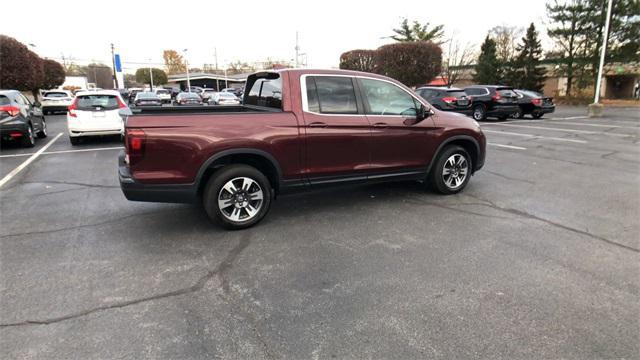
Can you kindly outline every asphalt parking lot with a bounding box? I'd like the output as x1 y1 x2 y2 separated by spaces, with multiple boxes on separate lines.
0 107 640 359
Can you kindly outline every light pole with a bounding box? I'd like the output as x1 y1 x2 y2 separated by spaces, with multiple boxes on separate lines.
589 0 613 117
182 49 191 92
149 59 153 91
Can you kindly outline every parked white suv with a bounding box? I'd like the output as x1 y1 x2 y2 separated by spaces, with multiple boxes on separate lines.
40 90 73 115
67 90 128 145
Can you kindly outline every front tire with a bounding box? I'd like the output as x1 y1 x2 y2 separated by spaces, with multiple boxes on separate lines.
472 105 487 121
202 164 272 230
430 145 473 195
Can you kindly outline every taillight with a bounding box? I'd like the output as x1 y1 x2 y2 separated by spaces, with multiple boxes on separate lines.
67 98 78 117
125 129 146 165
0 105 20 116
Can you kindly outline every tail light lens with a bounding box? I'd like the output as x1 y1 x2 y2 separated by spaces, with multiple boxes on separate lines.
67 98 78 117
0 105 20 116
125 129 146 165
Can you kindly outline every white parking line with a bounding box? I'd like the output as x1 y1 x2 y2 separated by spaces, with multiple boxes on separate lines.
487 142 527 150
0 133 62 188
0 146 124 158
482 123 634 137
482 129 587 144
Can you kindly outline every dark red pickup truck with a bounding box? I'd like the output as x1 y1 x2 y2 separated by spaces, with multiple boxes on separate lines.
119 69 486 229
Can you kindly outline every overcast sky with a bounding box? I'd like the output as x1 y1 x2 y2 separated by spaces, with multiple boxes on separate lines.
0 0 550 71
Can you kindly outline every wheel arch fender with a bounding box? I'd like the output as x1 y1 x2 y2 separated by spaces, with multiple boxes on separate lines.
195 148 282 193
427 134 481 174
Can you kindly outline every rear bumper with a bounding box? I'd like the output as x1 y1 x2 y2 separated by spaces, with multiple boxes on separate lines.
487 105 520 116
118 151 198 203
69 129 122 137
42 104 69 112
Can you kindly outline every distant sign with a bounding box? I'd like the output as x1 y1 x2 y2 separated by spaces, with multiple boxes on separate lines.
114 54 122 72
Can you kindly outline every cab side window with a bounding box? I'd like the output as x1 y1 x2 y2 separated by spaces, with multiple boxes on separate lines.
306 76 358 114
360 79 419 116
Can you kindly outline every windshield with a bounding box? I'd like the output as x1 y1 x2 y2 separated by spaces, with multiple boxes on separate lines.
44 92 69 97
447 90 467 98
76 95 118 110
497 89 518 97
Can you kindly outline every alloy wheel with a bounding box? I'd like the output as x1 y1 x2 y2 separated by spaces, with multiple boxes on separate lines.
218 177 264 222
442 153 469 190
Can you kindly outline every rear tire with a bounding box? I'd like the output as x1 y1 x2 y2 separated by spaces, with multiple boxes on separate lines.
202 164 272 230
511 107 524 119
22 124 36 147
37 119 47 139
471 105 487 121
429 145 473 195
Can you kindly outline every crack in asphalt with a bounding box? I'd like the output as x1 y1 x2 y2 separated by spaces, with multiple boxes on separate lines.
0 233 255 328
483 170 535 185
0 209 181 239
465 194 640 253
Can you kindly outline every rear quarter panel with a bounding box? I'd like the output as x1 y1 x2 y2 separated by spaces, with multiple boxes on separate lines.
127 112 301 184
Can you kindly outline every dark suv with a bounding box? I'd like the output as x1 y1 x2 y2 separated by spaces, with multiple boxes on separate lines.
0 90 47 147
416 86 471 115
464 85 519 121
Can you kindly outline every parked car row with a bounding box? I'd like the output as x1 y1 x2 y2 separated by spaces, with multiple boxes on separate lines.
416 85 555 121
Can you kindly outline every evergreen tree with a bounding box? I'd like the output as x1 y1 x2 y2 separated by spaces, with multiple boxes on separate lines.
511 23 545 92
473 35 500 84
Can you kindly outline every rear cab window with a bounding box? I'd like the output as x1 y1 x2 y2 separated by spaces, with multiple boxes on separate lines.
305 76 358 114
76 94 119 111
44 91 69 98
244 73 282 110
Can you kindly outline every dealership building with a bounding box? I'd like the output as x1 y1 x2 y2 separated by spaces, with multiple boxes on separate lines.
167 73 250 91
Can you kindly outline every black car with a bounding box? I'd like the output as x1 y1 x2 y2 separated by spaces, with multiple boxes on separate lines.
0 90 47 147
512 89 556 119
416 87 471 115
133 91 162 106
464 85 518 121
176 92 202 105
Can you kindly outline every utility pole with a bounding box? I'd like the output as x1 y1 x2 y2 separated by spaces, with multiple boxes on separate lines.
296 31 300 68
149 59 153 91
213 47 218 73
589 0 613 117
182 49 191 92
111 43 118 89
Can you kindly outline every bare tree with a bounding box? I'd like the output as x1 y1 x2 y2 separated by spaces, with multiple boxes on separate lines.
440 35 476 87
489 25 524 63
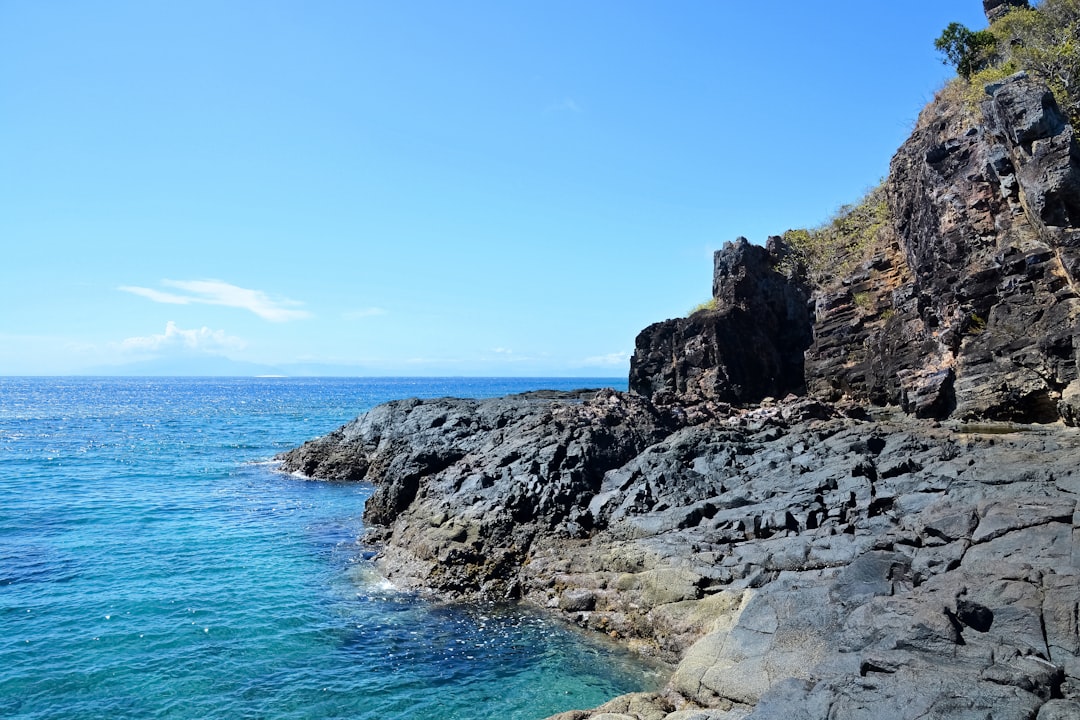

··········

▶ What to work on: Revise the lines above by replacing "kindly" with "please" everywhere it occurs, keeping everything else unchanged. Leave the pictures out of your answer.

▶ Finished exercise:
Can you please outline every asphalt parking lot with a bounding box? I'd like the output as x1 y1 x2 y2 separated by spaces, with multiple boxes on separate lines.
0 107 640 359
Can you please outline every light pole with a bounding box? I'd like the output as x1 y1 x2 y2 separated by spaces, with multiple boxes on separate lines.
589 0 613 117
182 49 191 92
149 59 153 91
Can you please outline every parked white suv with a bounding box? I'd like the output as x1 y1 x2 y2 separated by spaces, with multiple boxes on separate lines.
40 90 73 115
67 90 128 145
Can you please outline every front tire with a bounding box? I'd like the output as x1 y1 x2 y2 separated by spaces, with multiple boxes on separate lines.
472 105 487 121
202 164 272 230
430 145 473 195
Can you please outline every taillight with a bounding box? I'd like the output as x1 y1 x2 y2 separated by spaces, with multiple boxes on separate lines.
67 98 78 117
125 129 146 165
0 105 20 116
Can you please outline every tail light lens with a bounding box? I'd like the output as x1 y1 x2 y2 separated by spaces, with multiple boxes on separate lines.
67 98 78 117
0 105 20 116
125 129 146 165
Can you please outline every white parking line with a bounding box? I'd like the output as x1 y1 x2 y2 separated by spaces, with multiple boxes on separate lines.
487 142 527 150
0 133 62 188
0 146 124 158
482 123 634 137
482 129 587 144
Can you please outline every dark red pickup truck with a bounding box? I'd like the output as x1 y1 x2 y2 separated by spaces, with multiple boxes on separate lines.
119 69 486 229
Can you please outline every overcast sky with a bounding box? I'd like the output as x1 y1 x2 y2 separated by spaces, with multiple boxes on separate lines.
0 0 550 71
Can you please outline every wheel arch fender with a bounding box? I'd like the output as x1 y1 x2 y2 separated by spaces, with multiple boxes on separate lines.
195 148 282 193
427 134 481 174
Can you please outline every rear bumper with a bounding box? I'd like the output as x1 y1 x2 y2 separated by spaces, with multiple boxes on separate lines.
487 105 520 116
118 151 198 203
69 129 122 137
42 104 69 112
Can you please outline every distant sign with a bounding box? I'd like the output as x1 y1 x2 y2 separated by spaces, with multiple boxes on separate lines.
114 54 122 72
Can you please outline every cab side window with a bounding box? I'd like the output as x1 y1 x2 y2 separated by spaces, with multiple boxes on separate lines.
306 76 358 114
360 79 419 116
Can you please outline every windshield with a bounding box? I'd like the output as x1 y1 x2 y2 separated by spaces, with multiple boxes on separate lines.
44 92 69 97
447 90 467 98
76 95 118 110
497 89 518 97
Can you please outline every alloy wheel with a bounding box? I'd like the output as x1 y1 x2 y2 separated by spaces, with multiple boxes on separate lines.
218 177 264 222
442 153 469 190
Can you please outline every rear tire with a bounding box? I'd like the output as x1 y1 x2 y2 separated by spaces, with multiple boxes on separate lines.
202 164 272 230
511 107 524 119
22 124 36 147
37 119 47 139
471 105 487 121
429 145 473 195
Can you please outline every crack in asphalt with a bounding box? I'd like the output as x1 y1 x2 y2 separated by spaces, with multiple boxes on separate lines.
0 233 255 328
483 170 535 185
0 209 181 239
465 194 640 253
Can you please outline every rear quarter panel with a bounding box? I'd like the output as x1 y1 x2 y2 separated by spaces, with multiple boxes on separate lines.
127 112 301 184
Can you please outline every dark suv with a bounding box? I'd like the output as x1 y1 x2 y2 separated by spaces, with multiple boxes on separate lines.
0 90 47 147
416 86 471 115
464 85 519 121
Can you please outline every parked car row with a bounding box? I'd like the output as x1 y1 x2 y2 separated by spaces, with multiple boxes on separate lines.
416 85 555 121
Can you please outline every evergreen tree with a bounding box? I'd like the output as x1 y1 x2 y2 separated by spaces, with multiple boxes on separate lines.
511 23 545 92
473 35 500 84
Can you please outline every rear cab window with a bounding box? I'd like the output as x1 y1 x2 y2 separated by spaces, with multiple boxes on separate lines.
305 76 358 114
76 94 119 111
44 91 69 98
244 73 282 110
Can you please outline every dealership building with a bounding box? I'd like the output as x1 y1 x2 y2 separated by spaces, with multiple boxes on separate lines.
167 73 250 91
Can you please outline every black car with a bounding box? I'd like the output as x1 y1 x2 y2 separated by spaces, with multiple boxes on separate lines.
0 90 47 147
512 89 556 119
416 87 471 115
133 91 162 106
464 85 518 121
176 92 202 105
Can you please outline every utility pole with a bounding box? I'd like the output as x1 y1 x2 y2 separated by spaces, with multiple boxes on separate lines.
296 31 300 68
149 59 153 91
213 47 218 73
589 0 613 117
182 49 191 92
111 43 118 89
Can you please outline every bare tree with a bounding box? I'd like the output as x1 y1 x2 y2 separated by spaces, with multiple boxes on separate lines.
440 35 476 87
489 25 524 63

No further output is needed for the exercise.